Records

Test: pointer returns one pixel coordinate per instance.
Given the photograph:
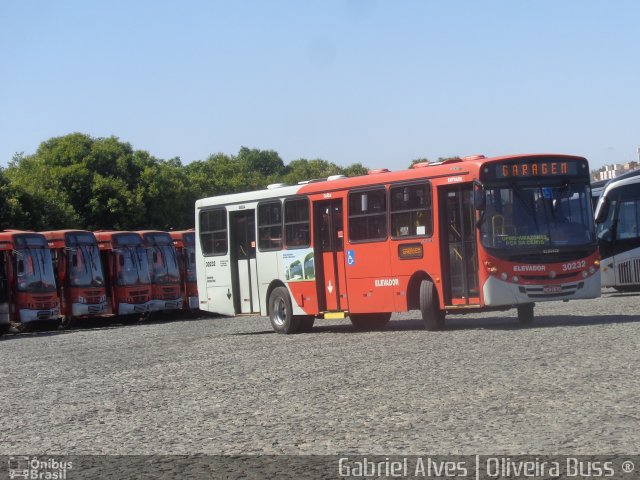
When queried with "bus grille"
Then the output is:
(548, 292)
(629, 272)
(169, 293)
(42, 306)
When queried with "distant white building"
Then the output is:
(611, 171)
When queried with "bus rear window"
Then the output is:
(296, 223)
(213, 232)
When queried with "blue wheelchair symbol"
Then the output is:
(351, 257)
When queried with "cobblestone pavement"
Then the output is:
(484, 385)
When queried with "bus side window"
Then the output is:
(270, 226)
(213, 232)
(411, 211)
(368, 215)
(296, 223)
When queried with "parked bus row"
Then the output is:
(618, 230)
(458, 236)
(65, 275)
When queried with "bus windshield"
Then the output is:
(518, 218)
(84, 266)
(132, 266)
(35, 270)
(164, 264)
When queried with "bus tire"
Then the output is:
(306, 323)
(432, 316)
(281, 312)
(369, 321)
(525, 313)
(66, 322)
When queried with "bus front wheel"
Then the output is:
(432, 316)
(525, 313)
(281, 312)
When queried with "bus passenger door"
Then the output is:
(244, 272)
(329, 250)
(458, 246)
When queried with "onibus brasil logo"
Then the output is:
(34, 468)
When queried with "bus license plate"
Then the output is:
(552, 289)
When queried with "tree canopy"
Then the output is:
(78, 181)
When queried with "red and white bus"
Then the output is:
(79, 277)
(164, 270)
(27, 282)
(459, 236)
(126, 270)
(185, 243)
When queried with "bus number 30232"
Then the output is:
(574, 265)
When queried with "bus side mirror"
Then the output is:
(603, 212)
(479, 198)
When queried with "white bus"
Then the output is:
(618, 231)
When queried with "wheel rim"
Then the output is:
(279, 312)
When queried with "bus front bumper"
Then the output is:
(132, 308)
(28, 316)
(157, 305)
(499, 292)
(84, 309)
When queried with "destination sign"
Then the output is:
(534, 168)
(410, 250)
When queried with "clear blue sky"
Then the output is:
(376, 82)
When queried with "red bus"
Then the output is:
(458, 236)
(185, 243)
(79, 276)
(166, 291)
(27, 282)
(126, 270)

YOUR OBJECTIVE: Repeat every record precisely. Any picture among them stays out of the copy.

RESULT:
Test: pointer returns one pixel coordinate per instance.
Given the photograph:
When queried with "bus grille"
Then the output is:
(548, 292)
(629, 272)
(169, 293)
(42, 306)
When queried with "distant white building"
Then the output is:
(611, 171)
When queried with "bus rear window"
Then the output is:
(296, 223)
(213, 232)
When queried with "blue wheelchair symbol"
Then the output is:
(351, 257)
When queried with "cobblestone pavement"
Then the output is:
(484, 385)
When queried with "bus side window"
Then the output is:
(270, 226)
(213, 232)
(411, 211)
(368, 215)
(296, 223)
When queried with "parked bus row"
Then the output is:
(618, 230)
(458, 236)
(65, 275)
When queried with "bus windshield"
Then the output is:
(518, 218)
(84, 266)
(132, 266)
(35, 270)
(164, 264)
When queried with "bus tire"
Then the output is:
(306, 323)
(432, 316)
(281, 312)
(369, 321)
(525, 313)
(66, 322)
When queried with "bus front wheel"
Then the output is:
(432, 316)
(525, 313)
(281, 312)
When queried with "bus passenger door"
Then the output is:
(244, 272)
(329, 250)
(458, 246)
When queried with "onibus brasil logo"
Then the output is:
(34, 468)
When queried with "bus license plate"
Then the output is:
(552, 289)
When queried with "tree canopy"
Then the output is:
(78, 181)
When queried with "red and white bus"
Then the output is:
(79, 277)
(164, 270)
(27, 282)
(459, 236)
(126, 270)
(185, 243)
When queried with "bus number 30232"
Then the output is:
(574, 265)
When queried with "bus side mirror"
Then the output is:
(603, 212)
(479, 198)
When queried with "white bus"
Then the output is:
(618, 231)
When queried with "wheel rim"
Then the output is:
(279, 312)
When queried with "bus front bumper"
Then the output is:
(132, 308)
(28, 316)
(157, 305)
(499, 292)
(84, 309)
When queried with "destination sign"
Then the output is:
(534, 168)
(410, 250)
When queried with "clear blue sky"
Then the output is:
(376, 82)
When queried with "red bus"
Then the output is:
(458, 236)
(185, 243)
(79, 276)
(166, 291)
(27, 282)
(126, 270)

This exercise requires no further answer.